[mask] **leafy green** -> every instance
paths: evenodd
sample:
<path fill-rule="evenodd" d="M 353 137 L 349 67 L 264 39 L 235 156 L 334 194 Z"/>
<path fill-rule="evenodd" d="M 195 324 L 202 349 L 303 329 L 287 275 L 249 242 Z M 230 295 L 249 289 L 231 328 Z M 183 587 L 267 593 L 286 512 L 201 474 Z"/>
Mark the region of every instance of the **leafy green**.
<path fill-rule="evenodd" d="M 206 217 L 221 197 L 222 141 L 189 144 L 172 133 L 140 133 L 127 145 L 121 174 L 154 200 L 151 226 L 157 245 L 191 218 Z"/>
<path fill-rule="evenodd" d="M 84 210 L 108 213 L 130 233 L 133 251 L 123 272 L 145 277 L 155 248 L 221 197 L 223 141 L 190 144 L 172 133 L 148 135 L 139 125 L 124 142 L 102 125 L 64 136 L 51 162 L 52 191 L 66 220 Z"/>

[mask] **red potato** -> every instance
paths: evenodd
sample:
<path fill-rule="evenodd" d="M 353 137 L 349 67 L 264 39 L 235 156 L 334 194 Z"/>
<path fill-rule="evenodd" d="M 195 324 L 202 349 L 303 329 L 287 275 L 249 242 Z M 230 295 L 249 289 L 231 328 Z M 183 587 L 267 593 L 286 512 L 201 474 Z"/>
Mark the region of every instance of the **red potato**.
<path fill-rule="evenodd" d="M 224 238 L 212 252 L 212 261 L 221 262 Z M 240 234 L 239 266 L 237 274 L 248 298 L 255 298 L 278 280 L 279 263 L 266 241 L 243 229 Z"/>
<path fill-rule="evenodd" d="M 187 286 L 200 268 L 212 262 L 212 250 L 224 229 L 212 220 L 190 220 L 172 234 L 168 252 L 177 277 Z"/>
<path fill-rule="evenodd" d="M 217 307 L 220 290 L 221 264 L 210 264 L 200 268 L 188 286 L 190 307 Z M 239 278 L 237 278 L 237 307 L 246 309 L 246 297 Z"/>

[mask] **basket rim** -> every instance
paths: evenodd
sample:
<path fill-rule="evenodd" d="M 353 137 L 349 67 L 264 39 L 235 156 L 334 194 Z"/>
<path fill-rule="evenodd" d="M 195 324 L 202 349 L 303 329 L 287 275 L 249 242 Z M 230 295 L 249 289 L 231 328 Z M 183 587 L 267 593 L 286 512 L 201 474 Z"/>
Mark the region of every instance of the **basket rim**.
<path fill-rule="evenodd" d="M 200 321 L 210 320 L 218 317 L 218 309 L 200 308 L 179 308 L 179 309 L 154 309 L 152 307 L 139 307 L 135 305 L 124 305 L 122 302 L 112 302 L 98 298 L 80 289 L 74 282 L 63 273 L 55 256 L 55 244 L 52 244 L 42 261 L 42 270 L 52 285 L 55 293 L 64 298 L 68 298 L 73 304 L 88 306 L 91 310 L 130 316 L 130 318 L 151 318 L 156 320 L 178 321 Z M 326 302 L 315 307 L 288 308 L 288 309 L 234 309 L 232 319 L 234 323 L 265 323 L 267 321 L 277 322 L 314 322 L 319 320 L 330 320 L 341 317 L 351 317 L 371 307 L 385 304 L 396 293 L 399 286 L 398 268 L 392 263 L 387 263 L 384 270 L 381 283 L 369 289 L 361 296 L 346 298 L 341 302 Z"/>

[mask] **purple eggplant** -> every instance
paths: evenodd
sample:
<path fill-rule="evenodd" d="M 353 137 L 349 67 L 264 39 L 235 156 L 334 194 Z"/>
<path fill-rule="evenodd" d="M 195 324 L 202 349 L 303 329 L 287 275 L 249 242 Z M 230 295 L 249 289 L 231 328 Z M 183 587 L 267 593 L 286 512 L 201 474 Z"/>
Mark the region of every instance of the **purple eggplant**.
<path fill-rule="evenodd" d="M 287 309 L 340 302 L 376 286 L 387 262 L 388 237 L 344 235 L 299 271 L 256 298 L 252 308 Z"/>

- **Exercise**:
Render all four items above as a two-column CSV with the header row input,output and one row per item. Put each item's full text in the input column and its complete answer in the output column, with every field in double quotes and line breaks replaced by spaces.

- **Answer to this task**:
input,output
"[mask] **leafy green** -> every instance paths: evenodd sample: <path fill-rule=""evenodd"" d=""M 353 137 L 349 67 L 264 39 L 235 156 L 334 194 Z""/> <path fill-rule=""evenodd"" d=""M 195 324 L 202 349 L 303 329 L 287 275 L 249 242 Z M 230 295 L 249 289 L 231 328 Z M 183 587 L 267 593 L 286 512 L 201 474 Z""/> Mark the region of every instance of the **leafy green**.","<path fill-rule=""evenodd"" d=""M 206 217 L 221 197 L 222 141 L 189 144 L 172 133 L 140 133 L 127 145 L 121 174 L 154 200 L 151 226 L 157 245 L 191 218 Z""/> <path fill-rule=""evenodd"" d=""M 84 210 L 108 213 L 130 233 L 133 251 L 123 272 L 145 277 L 155 248 L 221 197 L 223 141 L 190 144 L 172 133 L 148 135 L 139 125 L 124 142 L 102 125 L 64 136 L 51 162 L 52 191 L 66 220 Z""/>"
"[mask] **red potato** -> every instance paths: evenodd sample: <path fill-rule=""evenodd"" d=""M 353 137 L 349 67 L 264 39 L 235 156 L 334 194 Z""/> <path fill-rule=""evenodd"" d=""M 195 324 L 202 349 L 303 329 L 287 275 L 249 242 Z M 230 295 L 249 289 L 231 328 Z M 183 587 L 267 593 L 286 512 L 201 474 Z""/> Mark the region of every instance of the **red potato**.","<path fill-rule=""evenodd"" d=""M 224 238 L 212 252 L 212 261 L 221 262 Z M 240 234 L 239 266 L 237 274 L 248 298 L 255 298 L 278 280 L 279 263 L 266 241 L 243 229 Z""/> <path fill-rule=""evenodd"" d=""M 187 286 L 200 268 L 212 262 L 212 250 L 224 229 L 212 220 L 190 220 L 172 234 L 168 252 L 177 277 Z""/> <path fill-rule=""evenodd"" d=""M 217 307 L 220 290 L 221 264 L 210 264 L 200 268 L 188 286 L 190 307 Z M 239 278 L 237 278 L 237 307 L 246 309 L 246 297 Z""/>"
"[mask] **basket rim** -> every instance paths: evenodd sample: <path fill-rule=""evenodd"" d=""M 353 137 L 349 67 L 264 39 L 235 156 L 334 194 Z""/> <path fill-rule=""evenodd"" d=""M 195 324 L 202 349 L 303 329 L 287 275 L 249 242 Z M 230 295 L 249 289 L 231 328 Z M 183 587 L 267 593 L 286 512 L 201 474 Z""/> Mark the region of every instance of the **basket rim**.","<path fill-rule=""evenodd"" d=""M 200 321 L 210 320 L 218 317 L 218 309 L 200 308 L 179 308 L 179 309 L 154 309 L 152 307 L 139 307 L 135 305 L 124 305 L 122 302 L 112 302 L 98 298 L 80 289 L 74 282 L 63 273 L 55 256 L 55 244 L 52 244 L 42 261 L 42 270 L 52 285 L 55 293 L 64 298 L 68 298 L 73 304 L 88 306 L 91 310 L 130 316 L 130 318 L 151 318 L 156 320 L 178 321 Z M 326 302 L 315 307 L 288 308 L 288 309 L 234 309 L 232 319 L 234 323 L 265 323 L 267 321 L 277 322 L 314 322 L 319 320 L 330 320 L 341 317 L 351 317 L 371 307 L 385 304 L 396 293 L 399 286 L 398 268 L 392 263 L 387 263 L 384 270 L 381 283 L 369 289 L 361 296 L 346 298 L 341 302 Z""/>"
"[mask] **purple eggplant** -> every instance paths: evenodd sample: <path fill-rule=""evenodd"" d=""M 353 137 L 349 67 L 264 39 L 235 156 L 334 194 Z""/> <path fill-rule=""evenodd"" d=""M 195 324 L 202 349 L 303 329 L 287 275 L 249 242 Z M 230 295 L 249 289 L 231 328 Z M 183 587 L 267 593 L 286 512 L 201 474 Z""/> Mark the region of every instance of the **purple eggplant**.","<path fill-rule=""evenodd"" d=""M 287 309 L 340 302 L 376 286 L 387 262 L 388 237 L 344 235 L 299 271 L 256 298 L 252 308 Z""/>"